List each line of the entries below that contains the string "negative".
(Beginning of Supplied records)
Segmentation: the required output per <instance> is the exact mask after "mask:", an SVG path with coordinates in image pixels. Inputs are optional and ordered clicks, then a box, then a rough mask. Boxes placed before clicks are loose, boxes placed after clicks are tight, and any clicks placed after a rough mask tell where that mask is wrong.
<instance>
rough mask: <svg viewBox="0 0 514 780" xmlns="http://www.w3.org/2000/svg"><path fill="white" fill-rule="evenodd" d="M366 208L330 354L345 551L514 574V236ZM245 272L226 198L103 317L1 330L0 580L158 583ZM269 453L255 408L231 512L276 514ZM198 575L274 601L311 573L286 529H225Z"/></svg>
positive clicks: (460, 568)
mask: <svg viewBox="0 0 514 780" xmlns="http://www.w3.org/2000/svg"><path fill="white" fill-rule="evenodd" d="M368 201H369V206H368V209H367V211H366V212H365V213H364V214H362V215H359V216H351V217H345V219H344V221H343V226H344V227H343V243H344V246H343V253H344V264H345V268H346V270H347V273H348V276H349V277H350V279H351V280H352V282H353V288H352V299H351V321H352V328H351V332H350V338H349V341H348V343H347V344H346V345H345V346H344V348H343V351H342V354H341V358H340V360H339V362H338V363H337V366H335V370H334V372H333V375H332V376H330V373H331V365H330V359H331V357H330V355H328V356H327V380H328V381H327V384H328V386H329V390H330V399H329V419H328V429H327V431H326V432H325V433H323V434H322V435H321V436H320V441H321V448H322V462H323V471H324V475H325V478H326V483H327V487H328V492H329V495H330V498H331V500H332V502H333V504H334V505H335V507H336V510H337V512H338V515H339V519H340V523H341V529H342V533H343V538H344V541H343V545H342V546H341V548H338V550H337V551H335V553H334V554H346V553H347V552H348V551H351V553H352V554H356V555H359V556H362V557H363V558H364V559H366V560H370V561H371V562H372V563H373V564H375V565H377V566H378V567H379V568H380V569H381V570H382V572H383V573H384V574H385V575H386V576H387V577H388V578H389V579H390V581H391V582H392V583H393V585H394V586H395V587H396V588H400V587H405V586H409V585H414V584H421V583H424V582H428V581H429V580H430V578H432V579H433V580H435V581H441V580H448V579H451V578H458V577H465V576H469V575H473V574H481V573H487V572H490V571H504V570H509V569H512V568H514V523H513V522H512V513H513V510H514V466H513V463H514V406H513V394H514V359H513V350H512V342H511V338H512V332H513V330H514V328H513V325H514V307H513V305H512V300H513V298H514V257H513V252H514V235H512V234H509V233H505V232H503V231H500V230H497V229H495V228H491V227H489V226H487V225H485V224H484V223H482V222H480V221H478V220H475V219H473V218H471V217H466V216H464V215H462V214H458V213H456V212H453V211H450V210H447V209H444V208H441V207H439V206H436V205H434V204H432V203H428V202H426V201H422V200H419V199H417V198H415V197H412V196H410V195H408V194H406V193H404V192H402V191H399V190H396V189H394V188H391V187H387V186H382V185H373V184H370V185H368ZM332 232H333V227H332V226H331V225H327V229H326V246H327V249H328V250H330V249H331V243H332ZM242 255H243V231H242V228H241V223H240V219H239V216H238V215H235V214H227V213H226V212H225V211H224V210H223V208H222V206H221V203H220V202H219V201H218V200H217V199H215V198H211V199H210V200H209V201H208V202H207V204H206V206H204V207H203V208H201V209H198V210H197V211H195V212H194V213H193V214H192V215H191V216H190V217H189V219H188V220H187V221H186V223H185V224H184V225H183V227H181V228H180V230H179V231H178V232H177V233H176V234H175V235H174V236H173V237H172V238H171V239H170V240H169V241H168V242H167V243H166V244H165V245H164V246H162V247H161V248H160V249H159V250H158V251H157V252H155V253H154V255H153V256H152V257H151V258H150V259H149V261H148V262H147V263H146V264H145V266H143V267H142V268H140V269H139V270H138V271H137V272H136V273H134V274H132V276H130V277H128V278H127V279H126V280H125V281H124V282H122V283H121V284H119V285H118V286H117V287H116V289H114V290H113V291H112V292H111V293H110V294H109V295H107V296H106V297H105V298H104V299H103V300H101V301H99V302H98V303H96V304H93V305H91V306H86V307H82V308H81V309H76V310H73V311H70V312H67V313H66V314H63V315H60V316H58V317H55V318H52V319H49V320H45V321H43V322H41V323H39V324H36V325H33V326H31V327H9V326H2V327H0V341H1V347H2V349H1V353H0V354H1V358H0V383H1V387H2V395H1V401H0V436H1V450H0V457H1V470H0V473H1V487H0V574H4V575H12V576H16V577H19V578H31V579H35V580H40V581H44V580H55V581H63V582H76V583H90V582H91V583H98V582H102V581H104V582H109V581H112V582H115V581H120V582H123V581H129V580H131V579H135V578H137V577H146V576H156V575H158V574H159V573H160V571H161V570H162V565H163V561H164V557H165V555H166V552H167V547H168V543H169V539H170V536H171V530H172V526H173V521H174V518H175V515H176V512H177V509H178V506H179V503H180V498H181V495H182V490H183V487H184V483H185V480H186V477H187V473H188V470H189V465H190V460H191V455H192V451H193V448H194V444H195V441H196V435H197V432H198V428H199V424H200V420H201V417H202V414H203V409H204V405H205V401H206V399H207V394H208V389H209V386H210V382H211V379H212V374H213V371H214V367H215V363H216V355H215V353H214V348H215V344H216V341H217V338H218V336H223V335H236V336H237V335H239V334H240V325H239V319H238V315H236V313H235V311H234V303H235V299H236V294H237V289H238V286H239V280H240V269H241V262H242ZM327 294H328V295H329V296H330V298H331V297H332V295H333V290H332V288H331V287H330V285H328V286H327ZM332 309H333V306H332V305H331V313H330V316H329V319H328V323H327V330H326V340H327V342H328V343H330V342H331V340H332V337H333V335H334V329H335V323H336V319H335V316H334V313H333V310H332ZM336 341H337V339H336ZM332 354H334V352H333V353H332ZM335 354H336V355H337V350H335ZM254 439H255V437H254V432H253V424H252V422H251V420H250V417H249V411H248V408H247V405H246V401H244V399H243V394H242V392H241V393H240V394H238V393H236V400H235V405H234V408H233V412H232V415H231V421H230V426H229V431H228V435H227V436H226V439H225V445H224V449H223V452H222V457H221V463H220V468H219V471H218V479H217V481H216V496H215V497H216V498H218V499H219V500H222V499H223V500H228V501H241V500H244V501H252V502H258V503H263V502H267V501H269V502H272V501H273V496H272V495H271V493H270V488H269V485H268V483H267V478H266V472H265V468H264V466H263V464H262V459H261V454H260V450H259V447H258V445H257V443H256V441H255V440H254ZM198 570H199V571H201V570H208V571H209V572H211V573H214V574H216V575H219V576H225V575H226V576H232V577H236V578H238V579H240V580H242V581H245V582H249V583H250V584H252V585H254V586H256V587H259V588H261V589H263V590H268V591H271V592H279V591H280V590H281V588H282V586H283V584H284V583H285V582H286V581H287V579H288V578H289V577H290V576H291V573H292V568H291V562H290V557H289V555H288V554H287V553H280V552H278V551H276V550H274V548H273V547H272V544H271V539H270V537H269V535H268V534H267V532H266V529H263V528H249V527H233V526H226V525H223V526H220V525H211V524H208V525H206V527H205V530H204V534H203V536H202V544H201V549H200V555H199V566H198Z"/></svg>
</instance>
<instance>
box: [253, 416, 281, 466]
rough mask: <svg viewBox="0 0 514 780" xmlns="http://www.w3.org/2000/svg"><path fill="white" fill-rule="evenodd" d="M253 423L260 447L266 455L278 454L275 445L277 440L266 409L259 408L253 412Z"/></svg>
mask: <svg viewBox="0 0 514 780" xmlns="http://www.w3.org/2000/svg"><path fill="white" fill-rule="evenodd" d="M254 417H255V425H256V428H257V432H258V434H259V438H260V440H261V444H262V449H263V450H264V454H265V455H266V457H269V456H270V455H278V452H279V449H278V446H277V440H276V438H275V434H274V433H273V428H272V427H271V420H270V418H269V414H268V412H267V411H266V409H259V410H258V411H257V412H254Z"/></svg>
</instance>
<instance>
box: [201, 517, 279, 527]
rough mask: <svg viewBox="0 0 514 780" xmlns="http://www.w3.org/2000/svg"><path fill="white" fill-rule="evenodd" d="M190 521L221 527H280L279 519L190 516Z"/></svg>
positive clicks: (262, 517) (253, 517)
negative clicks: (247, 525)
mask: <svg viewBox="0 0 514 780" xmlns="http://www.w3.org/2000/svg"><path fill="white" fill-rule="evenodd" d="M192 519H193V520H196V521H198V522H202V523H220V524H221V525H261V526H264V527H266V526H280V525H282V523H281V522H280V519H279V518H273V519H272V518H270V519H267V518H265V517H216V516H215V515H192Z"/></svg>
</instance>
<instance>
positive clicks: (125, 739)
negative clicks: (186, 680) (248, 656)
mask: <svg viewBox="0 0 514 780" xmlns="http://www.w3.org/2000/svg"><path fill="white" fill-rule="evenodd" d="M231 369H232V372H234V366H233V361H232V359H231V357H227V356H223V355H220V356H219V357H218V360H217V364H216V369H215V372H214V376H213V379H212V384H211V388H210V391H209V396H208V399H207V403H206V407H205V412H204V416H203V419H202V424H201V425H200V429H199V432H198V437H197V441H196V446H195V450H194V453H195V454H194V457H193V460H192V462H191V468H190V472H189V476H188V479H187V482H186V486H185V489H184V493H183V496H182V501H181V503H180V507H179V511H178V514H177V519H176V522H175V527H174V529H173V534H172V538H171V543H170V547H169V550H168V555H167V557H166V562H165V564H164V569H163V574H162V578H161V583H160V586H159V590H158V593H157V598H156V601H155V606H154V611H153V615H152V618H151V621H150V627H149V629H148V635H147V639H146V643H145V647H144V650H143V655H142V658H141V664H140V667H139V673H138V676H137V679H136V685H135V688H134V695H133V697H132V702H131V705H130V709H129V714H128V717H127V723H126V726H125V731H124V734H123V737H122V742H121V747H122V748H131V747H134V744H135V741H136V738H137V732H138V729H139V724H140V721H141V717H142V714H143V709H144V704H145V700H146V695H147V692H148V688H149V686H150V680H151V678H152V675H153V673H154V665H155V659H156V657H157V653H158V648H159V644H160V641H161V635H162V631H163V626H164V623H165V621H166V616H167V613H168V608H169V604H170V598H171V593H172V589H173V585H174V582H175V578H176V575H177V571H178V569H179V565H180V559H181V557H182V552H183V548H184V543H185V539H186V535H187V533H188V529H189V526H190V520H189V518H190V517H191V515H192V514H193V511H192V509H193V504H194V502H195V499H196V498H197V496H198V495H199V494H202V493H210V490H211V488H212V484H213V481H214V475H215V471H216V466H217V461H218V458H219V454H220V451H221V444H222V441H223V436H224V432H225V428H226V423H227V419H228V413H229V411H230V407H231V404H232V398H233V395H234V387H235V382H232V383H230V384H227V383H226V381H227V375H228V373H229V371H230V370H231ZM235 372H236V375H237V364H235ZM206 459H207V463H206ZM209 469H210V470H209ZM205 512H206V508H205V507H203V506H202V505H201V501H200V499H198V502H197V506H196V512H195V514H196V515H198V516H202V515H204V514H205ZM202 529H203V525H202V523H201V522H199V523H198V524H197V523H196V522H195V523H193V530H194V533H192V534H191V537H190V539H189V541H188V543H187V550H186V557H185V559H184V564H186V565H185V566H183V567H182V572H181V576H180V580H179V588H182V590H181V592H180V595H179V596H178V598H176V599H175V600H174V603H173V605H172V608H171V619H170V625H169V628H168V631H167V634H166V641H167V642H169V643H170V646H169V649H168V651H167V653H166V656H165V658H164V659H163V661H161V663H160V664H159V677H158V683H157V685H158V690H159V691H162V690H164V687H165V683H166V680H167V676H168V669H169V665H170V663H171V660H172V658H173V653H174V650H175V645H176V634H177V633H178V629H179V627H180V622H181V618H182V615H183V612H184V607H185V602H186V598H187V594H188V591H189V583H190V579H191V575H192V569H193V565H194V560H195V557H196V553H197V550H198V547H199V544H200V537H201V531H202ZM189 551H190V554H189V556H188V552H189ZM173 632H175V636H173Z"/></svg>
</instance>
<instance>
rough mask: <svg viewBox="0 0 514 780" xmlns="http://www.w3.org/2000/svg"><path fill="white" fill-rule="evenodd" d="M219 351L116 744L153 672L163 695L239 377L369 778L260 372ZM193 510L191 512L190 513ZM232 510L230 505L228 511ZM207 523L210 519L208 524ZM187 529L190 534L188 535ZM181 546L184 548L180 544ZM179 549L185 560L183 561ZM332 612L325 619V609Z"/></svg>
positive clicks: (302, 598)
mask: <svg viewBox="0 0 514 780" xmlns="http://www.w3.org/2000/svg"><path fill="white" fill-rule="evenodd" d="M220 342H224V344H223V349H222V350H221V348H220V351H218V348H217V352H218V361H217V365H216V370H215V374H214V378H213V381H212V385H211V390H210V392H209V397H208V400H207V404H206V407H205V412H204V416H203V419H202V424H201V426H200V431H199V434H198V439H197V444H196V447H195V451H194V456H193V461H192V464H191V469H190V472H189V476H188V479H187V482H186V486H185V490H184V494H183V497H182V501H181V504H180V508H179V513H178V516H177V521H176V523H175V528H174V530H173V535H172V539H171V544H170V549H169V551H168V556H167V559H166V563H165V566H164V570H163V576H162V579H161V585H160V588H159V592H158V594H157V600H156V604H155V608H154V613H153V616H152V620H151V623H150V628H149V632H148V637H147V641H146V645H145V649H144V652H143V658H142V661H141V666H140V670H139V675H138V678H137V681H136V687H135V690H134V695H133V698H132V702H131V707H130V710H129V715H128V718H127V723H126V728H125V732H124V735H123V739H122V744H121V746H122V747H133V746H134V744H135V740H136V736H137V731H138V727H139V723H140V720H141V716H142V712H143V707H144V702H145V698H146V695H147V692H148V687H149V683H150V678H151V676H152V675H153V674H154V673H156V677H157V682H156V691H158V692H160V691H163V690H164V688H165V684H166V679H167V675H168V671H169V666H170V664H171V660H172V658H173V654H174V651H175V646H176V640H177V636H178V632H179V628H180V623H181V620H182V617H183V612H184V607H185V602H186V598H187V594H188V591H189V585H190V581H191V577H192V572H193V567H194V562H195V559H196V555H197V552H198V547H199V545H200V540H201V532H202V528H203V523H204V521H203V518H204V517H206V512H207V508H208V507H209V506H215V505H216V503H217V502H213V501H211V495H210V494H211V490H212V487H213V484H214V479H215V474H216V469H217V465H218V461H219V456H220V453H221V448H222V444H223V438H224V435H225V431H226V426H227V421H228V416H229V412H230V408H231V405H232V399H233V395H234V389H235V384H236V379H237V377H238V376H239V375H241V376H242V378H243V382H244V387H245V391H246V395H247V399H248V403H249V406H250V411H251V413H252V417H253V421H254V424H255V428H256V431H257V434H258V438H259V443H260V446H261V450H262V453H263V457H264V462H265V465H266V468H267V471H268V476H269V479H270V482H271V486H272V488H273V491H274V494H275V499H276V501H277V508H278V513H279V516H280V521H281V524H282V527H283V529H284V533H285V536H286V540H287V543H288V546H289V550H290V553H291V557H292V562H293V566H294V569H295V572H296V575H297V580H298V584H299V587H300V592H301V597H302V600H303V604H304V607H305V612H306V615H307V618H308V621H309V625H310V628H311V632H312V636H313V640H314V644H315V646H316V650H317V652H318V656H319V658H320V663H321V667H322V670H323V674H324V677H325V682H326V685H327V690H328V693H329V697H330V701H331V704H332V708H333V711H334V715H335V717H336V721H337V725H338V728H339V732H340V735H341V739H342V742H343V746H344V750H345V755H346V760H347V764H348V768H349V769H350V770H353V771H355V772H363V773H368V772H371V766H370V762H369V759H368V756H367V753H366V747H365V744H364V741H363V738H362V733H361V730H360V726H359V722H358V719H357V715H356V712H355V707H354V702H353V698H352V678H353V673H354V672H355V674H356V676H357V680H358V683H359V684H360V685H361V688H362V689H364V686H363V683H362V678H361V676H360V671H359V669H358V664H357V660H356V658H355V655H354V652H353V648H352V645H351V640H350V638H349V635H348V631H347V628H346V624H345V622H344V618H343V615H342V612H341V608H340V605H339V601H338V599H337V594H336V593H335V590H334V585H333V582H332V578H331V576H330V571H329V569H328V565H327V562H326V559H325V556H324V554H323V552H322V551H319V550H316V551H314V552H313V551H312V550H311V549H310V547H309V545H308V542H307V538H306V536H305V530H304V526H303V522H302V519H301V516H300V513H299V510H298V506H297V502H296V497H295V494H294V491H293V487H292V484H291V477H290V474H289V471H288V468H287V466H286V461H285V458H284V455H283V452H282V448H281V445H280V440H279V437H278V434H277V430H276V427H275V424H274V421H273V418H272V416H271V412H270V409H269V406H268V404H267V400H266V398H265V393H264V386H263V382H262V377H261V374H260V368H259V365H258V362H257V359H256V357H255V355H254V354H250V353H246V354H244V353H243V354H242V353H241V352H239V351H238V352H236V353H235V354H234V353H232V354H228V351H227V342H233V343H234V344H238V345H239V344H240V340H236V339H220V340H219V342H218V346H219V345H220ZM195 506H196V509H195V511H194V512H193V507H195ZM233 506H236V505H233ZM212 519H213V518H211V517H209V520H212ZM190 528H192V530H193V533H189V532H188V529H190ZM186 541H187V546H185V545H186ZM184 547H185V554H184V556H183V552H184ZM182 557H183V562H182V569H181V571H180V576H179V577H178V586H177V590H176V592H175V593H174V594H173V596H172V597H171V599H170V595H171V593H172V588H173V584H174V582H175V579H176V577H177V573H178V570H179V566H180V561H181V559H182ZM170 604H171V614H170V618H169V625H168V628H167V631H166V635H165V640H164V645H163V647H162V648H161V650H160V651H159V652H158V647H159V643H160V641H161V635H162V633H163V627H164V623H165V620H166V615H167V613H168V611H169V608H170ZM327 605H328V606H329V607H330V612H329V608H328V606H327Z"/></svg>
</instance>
(End of Supplied records)
◆ **Answer box**
negative clicks: (247, 525)
negative clicks: (186, 680) (248, 656)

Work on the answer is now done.